┌──

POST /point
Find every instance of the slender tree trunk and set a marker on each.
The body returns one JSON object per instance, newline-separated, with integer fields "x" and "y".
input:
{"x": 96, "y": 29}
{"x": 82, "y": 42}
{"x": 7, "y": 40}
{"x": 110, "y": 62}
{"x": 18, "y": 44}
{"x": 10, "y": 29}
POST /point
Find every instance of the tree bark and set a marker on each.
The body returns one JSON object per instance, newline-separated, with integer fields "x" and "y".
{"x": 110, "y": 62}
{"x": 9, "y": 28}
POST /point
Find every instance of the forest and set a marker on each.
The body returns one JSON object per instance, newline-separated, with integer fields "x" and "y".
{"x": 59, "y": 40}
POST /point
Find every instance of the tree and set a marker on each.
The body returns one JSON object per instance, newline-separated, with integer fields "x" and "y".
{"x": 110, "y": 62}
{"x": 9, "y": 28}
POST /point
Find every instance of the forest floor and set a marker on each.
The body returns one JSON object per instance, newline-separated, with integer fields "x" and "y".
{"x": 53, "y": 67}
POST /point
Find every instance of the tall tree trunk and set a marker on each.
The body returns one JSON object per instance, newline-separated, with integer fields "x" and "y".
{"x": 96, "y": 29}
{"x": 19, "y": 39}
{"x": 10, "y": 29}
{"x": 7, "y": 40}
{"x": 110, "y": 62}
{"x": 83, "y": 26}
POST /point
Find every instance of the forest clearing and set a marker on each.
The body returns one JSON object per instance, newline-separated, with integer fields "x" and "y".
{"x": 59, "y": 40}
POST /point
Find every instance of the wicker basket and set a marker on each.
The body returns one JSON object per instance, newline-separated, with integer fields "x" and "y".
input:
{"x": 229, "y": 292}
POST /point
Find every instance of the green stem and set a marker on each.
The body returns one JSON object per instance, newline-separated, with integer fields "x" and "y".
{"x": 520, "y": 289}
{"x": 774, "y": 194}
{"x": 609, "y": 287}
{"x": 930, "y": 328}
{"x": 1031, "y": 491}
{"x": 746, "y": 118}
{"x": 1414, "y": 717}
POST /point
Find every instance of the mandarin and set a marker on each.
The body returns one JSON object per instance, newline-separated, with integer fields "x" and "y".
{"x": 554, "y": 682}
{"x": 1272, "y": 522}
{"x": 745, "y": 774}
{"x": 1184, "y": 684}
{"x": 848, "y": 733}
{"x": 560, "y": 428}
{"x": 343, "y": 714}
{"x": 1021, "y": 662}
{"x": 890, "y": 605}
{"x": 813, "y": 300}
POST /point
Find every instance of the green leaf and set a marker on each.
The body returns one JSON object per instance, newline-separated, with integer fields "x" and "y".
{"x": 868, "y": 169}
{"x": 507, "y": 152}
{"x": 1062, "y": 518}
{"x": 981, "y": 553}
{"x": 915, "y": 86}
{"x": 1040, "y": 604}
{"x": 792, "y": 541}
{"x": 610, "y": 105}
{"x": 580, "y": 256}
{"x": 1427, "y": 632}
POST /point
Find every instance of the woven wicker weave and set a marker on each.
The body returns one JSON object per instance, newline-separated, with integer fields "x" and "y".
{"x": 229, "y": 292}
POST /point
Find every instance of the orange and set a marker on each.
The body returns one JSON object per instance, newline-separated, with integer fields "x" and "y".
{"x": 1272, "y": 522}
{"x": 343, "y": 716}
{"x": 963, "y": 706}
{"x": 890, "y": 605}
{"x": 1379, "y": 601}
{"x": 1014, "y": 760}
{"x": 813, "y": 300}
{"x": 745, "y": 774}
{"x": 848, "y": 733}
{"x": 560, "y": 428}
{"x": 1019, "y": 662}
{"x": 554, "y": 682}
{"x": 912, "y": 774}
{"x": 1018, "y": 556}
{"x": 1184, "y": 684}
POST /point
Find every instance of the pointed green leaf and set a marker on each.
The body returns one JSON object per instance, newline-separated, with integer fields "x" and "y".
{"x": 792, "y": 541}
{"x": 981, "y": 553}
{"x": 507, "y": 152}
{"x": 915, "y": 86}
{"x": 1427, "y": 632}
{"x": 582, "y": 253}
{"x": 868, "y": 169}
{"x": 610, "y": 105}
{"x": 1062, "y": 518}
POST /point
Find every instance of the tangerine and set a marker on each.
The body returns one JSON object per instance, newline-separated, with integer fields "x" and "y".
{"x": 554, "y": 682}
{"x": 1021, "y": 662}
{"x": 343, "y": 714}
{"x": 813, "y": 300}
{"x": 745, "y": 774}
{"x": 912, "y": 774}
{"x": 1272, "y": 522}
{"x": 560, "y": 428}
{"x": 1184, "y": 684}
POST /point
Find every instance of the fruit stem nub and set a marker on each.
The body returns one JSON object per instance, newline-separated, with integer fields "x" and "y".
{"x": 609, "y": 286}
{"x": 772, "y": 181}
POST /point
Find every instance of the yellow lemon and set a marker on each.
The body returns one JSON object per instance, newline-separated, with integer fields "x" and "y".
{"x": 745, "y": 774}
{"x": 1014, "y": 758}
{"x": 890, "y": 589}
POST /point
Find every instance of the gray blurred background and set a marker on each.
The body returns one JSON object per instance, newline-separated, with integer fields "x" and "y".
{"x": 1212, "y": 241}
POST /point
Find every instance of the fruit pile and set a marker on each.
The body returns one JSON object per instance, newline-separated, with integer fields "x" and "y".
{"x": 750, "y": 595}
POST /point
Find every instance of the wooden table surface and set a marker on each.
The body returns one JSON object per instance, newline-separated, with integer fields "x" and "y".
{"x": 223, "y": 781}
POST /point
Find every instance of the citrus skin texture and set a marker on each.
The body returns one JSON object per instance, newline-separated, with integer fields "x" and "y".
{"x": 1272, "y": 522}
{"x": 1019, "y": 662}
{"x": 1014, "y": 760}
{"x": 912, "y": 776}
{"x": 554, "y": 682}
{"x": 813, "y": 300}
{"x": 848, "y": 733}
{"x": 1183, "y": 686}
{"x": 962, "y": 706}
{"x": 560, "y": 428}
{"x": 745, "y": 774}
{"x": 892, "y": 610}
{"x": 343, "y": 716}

└──

• [Your task]: Copy out the full set of records precisely, leaving nothing out.

• [Output for this exercise]:
POST /point
Find every instance of the slender tree trunk and set a marker on each.
The body returns one JSON object per instance, newline-separated, with integer fields "x" and "y".
input:
{"x": 96, "y": 29}
{"x": 82, "y": 42}
{"x": 7, "y": 40}
{"x": 110, "y": 62}
{"x": 18, "y": 44}
{"x": 10, "y": 29}
POST /point
Find every instance of the tree bark and set a marker on each.
The body returns one JSON object per instance, newline-separated, with integer fields "x" and "y".
{"x": 110, "y": 62}
{"x": 9, "y": 28}
POST /point
Find every instance of the forest and set a marker on each.
The body returns one JSON object per instance, newline-separated, with integer fields "x" and "y".
{"x": 59, "y": 40}
POST /point
Find every instance of the tree and set a marker on each.
The body returns one JSON object per instance, newline-separated, with integer fields "x" and "y".
{"x": 110, "y": 62}
{"x": 9, "y": 28}
POST /point
Find every instance of the forest floor and set a marker on each.
The body returns one JSON object per instance, newline-separated, with integer fields "x" and "y".
{"x": 53, "y": 67}
POST /point
Find every instance of the tall tree trunk and set a marker on each.
The body returns one JSON object per instance, newline-separated, with integer fields "x" and "y".
{"x": 96, "y": 29}
{"x": 19, "y": 39}
{"x": 10, "y": 29}
{"x": 7, "y": 40}
{"x": 110, "y": 62}
{"x": 83, "y": 26}
POST /point
Find every instance of the forest clearing and set a marker on each.
The body returns one JSON object per instance, newline-separated, with integer fields "x" and "y".
{"x": 59, "y": 40}
POST /point
Find every instance of the wicker basket and set a marker on each.
The body returns one JSON object per instance, newline-separated, with integer fields "x" and "y".
input:
{"x": 229, "y": 292}
POST /point
Find every instance of the green stem and set a marker on each.
The body returns one JSON object per instance, newline-separated, with integer fields "x" and "y".
{"x": 520, "y": 289}
{"x": 774, "y": 194}
{"x": 609, "y": 287}
{"x": 930, "y": 328}
{"x": 1031, "y": 491}
{"x": 746, "y": 118}
{"x": 1414, "y": 717}
POST /point
Find every instance of the mandarin and set a marker on each.
The body returns one JSON object per instance, newline-separated, with integer fields "x" and "y".
{"x": 554, "y": 682}
{"x": 1272, "y": 522}
{"x": 745, "y": 774}
{"x": 1184, "y": 684}
{"x": 848, "y": 733}
{"x": 560, "y": 428}
{"x": 343, "y": 714}
{"x": 1021, "y": 662}
{"x": 890, "y": 605}
{"x": 813, "y": 300}
POST /point
Find every instance of the green leaf and set a marker on each.
The body returns one JSON object per instance, newline-separated, with integer fields "x" and "y".
{"x": 868, "y": 169}
{"x": 507, "y": 152}
{"x": 1062, "y": 518}
{"x": 981, "y": 553}
{"x": 915, "y": 86}
{"x": 1040, "y": 604}
{"x": 792, "y": 541}
{"x": 610, "y": 105}
{"x": 580, "y": 256}
{"x": 1427, "y": 632}
POST /point
Find every instance of the woven wicker weave and set a marker on each.
The body returns one JSON object per instance, newline-separated, with integer fields "x" and "y".
{"x": 229, "y": 292}
POST /point
Find every instance of the orange and set a marker on each.
The body returns one JSON object per instance, newline-separated, with integer fields "x" and "y".
{"x": 1272, "y": 522}
{"x": 343, "y": 716}
{"x": 963, "y": 706}
{"x": 890, "y": 605}
{"x": 1379, "y": 601}
{"x": 1014, "y": 760}
{"x": 813, "y": 300}
{"x": 745, "y": 774}
{"x": 848, "y": 733}
{"x": 560, "y": 428}
{"x": 1019, "y": 662}
{"x": 554, "y": 682}
{"x": 912, "y": 774}
{"x": 1018, "y": 556}
{"x": 1184, "y": 684}
POST /point
Find every instance of the pointed green leaf and set a marker on each.
The body returns one JSON object per instance, newline-separated, with integer fields "x" and "y".
{"x": 792, "y": 541}
{"x": 981, "y": 553}
{"x": 507, "y": 152}
{"x": 915, "y": 86}
{"x": 1427, "y": 632}
{"x": 582, "y": 253}
{"x": 868, "y": 169}
{"x": 610, "y": 105}
{"x": 1062, "y": 518}
POST /point
Find every instance of the tangerine and set a marker on each.
The body returns one JSON object per instance, newline-separated, with integer fields "x" and "y".
{"x": 554, "y": 682}
{"x": 1021, "y": 662}
{"x": 343, "y": 714}
{"x": 813, "y": 300}
{"x": 745, "y": 774}
{"x": 912, "y": 774}
{"x": 1272, "y": 522}
{"x": 560, "y": 428}
{"x": 1184, "y": 684}
POST /point
Find every instance of the fruit stem nub and set a marker on each.
The body returns one JSON object per instance, newline-separated, with integer fields "x" and "y".
{"x": 609, "y": 286}
{"x": 772, "y": 181}
POST /point
Find every instance of the yellow lemon and set a marker on each.
The body returns one JSON object per instance, newline-separated, with integer fields "x" and "y".
{"x": 745, "y": 774}
{"x": 1014, "y": 758}
{"x": 890, "y": 589}
POST /point
Find every instance of the gray blurred background and set a marker on each.
The body returns one JSON object per instance, newline-separated, with integer fields "x" and "y".
{"x": 1212, "y": 241}
POST /point
Find every instance of the fruit pile and set a marker on each.
The body returns one JSON object per instance, newline-separated, with integer fields "x" and "y".
{"x": 750, "y": 595}
POST /point
Find every instance of the wooden table surface and set a marker on each.
The body returns one JSON object per instance, newline-separated, with integer fields "x" and "y".
{"x": 223, "y": 781}
POST /point
Find every instance of the citrus skin texture and set a marker on each.
The body returns one JSON object per instance, newline-separated, with integer fields "x" and "y".
{"x": 1272, "y": 522}
{"x": 1019, "y": 662}
{"x": 1014, "y": 760}
{"x": 912, "y": 776}
{"x": 554, "y": 682}
{"x": 813, "y": 300}
{"x": 848, "y": 733}
{"x": 1183, "y": 686}
{"x": 962, "y": 706}
{"x": 560, "y": 428}
{"x": 745, "y": 774}
{"x": 892, "y": 610}
{"x": 343, "y": 716}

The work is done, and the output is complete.